**EXERCISE DESCRIPTION**
Any picture among the records should be left out, please; retype the rest exactly.

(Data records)
^^^^^^^^^^^^^^^^
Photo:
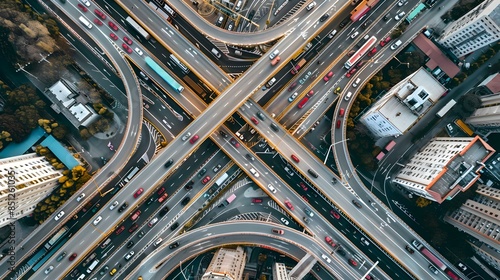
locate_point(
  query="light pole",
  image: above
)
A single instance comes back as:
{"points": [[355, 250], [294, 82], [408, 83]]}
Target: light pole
{"points": [[328, 152]]}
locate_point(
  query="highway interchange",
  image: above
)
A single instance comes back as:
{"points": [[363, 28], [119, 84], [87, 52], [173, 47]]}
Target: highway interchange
{"points": [[383, 228]]}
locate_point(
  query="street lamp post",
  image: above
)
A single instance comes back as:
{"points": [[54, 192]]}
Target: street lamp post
{"points": [[329, 148]]}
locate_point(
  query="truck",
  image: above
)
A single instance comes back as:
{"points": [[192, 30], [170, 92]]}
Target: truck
{"points": [[297, 67], [446, 108]]}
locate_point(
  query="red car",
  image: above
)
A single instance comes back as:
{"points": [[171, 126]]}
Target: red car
{"points": [[97, 21], [83, 8], [205, 180], [126, 48], [194, 139], [100, 14], [138, 192], [335, 214], [72, 257], [127, 40], [385, 41], [113, 26], [328, 76]]}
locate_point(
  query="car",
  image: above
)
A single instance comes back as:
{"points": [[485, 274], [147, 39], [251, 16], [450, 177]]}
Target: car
{"points": [[341, 112], [72, 257], [293, 96], [129, 255], [335, 214], [97, 220], [123, 207], [113, 26], [278, 231], [356, 204], [385, 41], [127, 40], [205, 180], [153, 222], [409, 249], [194, 139], [127, 48], [100, 14], [216, 168], [112, 272], [235, 143], [49, 269], [59, 215], [82, 7], [98, 22], [328, 76], [138, 192], [254, 172]]}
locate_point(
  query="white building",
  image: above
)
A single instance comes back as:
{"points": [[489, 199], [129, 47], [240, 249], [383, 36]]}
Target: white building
{"points": [[399, 109], [227, 264], [445, 167], [24, 181], [474, 30]]}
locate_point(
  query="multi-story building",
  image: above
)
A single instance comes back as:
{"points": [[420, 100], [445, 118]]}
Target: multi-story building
{"points": [[445, 167], [24, 181], [399, 109], [227, 264], [474, 30]]}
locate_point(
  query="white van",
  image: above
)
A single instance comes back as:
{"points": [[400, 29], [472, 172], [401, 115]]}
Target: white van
{"points": [[216, 53]]}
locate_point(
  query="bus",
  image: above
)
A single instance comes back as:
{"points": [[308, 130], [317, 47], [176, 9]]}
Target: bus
{"points": [[179, 63], [163, 74], [465, 128], [221, 179], [138, 28], [360, 53], [364, 7], [56, 237], [446, 108]]}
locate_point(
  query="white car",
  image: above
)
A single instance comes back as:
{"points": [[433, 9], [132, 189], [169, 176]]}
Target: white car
{"points": [[113, 206], [80, 197], [59, 215], [97, 220]]}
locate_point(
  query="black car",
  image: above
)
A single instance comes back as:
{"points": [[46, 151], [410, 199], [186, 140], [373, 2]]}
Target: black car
{"points": [[174, 226], [123, 207], [173, 245], [324, 17]]}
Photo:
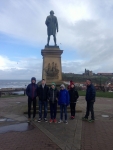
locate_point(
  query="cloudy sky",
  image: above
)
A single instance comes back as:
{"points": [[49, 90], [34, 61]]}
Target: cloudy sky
{"points": [[85, 34]]}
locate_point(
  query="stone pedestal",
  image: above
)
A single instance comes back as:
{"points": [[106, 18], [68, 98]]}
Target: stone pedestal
{"points": [[52, 69]]}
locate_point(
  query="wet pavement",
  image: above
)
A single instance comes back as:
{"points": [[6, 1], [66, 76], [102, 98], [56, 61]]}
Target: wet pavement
{"points": [[76, 135], [16, 127]]}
^^^^^^^^^^^^^^^^
**WRITTEN SOLUTION**
Photo:
locate_point(
  query="light pole",
  image: above
)
A single instance comes back as:
{"points": [[355, 250], [294, 82], [408, 83]]}
Target: light pole
{"points": [[328, 152]]}
locate_point(
  query="highway interchange",
  image: above
)
A single instance comes back as:
{"points": [[363, 28], [119, 84], [87, 52], [173, 47]]}
Target: highway interchange
{"points": [[383, 228]]}
locate_point(
  query="street lamp post",
  image: above
)
A single instance comes back as:
{"points": [[54, 192]]}
Target: street lamp post
{"points": [[329, 148]]}
locate_point(
  query="truck",
  image: above
)
A single instance comes back as:
{"points": [[192, 30], [170, 92]]}
Target: truck
{"points": [[297, 67], [446, 108]]}
locate_point(
  query="red car",
  image: above
)
A single instance comes back as:
{"points": [[171, 126]]}
Target: red car
{"points": [[97, 21], [83, 8], [205, 180], [126, 48], [194, 139], [100, 14], [138, 192], [335, 214], [72, 257], [127, 40], [385, 41], [113, 26], [328, 76]]}
locate_point(
  query="car",
  image: above
)
A single instance comes back as:
{"points": [[485, 274], [147, 39], [251, 16], [450, 177]]}
Target: car
{"points": [[341, 112], [72, 257], [293, 96], [129, 255], [335, 214], [97, 220], [123, 207], [113, 26], [278, 231], [356, 204], [385, 41], [127, 40], [205, 180], [153, 222], [409, 249], [194, 139], [127, 48], [100, 14], [216, 168], [112, 272], [235, 143], [49, 269], [59, 215], [82, 7], [98, 22], [328, 76], [138, 192], [254, 172]]}
locate_point(
  query="white building",
  image: above
)
A single instance comes back as:
{"points": [[489, 199], [129, 47], [240, 249], [383, 36]]}
Target: white building
{"points": [[399, 109], [227, 264], [445, 167], [24, 181], [474, 30]]}
locate_point(
  query="multi-story building",
  image: above
)
A single instance comes back as:
{"points": [[420, 100], [445, 118]]}
Target: multi-story building
{"points": [[445, 167], [24, 181], [399, 109], [227, 264], [474, 30]]}
locate_point(
  query="white van",
  image: above
)
A single instance comes back as:
{"points": [[400, 29], [472, 172], [401, 115]]}
Target: white van
{"points": [[216, 53]]}
locate_point(
  query="bus",
  image: above
)
A single instance comes back as:
{"points": [[308, 130], [317, 47], [176, 9]]}
Target: bus
{"points": [[179, 63], [163, 74], [465, 128], [221, 179], [138, 28], [360, 53], [364, 7], [56, 237], [446, 108]]}
locate_point(
  query="white car",
  image: above
)
A single instance comes back as:
{"points": [[433, 9], [132, 189], [169, 176]]}
Target: white car
{"points": [[113, 206], [80, 197], [59, 215], [97, 220]]}
locate_point(
  query="black car",
  image: above
)
A single instance comes back as:
{"points": [[46, 151], [410, 199], [186, 140], [373, 2]]}
Target: black car
{"points": [[174, 226], [123, 207], [173, 245], [324, 17]]}
Photo:
locate_point(
  query="cloudy sky",
  image: above
)
A single instance comes back as:
{"points": [[49, 90], [34, 61]]}
Target: cloudy sky
{"points": [[85, 34]]}
locate_point(
  query="stone pedestal",
  image: above
)
A single instance comes back as:
{"points": [[106, 18], [68, 98]]}
Target: stone pedestal
{"points": [[52, 69]]}
locate_point(
  query="wet pavement",
  image: above
)
A single instance comes back as:
{"points": [[6, 1], [66, 76], [102, 98], [56, 61]]}
Target: wet pavement
{"points": [[76, 135], [16, 127]]}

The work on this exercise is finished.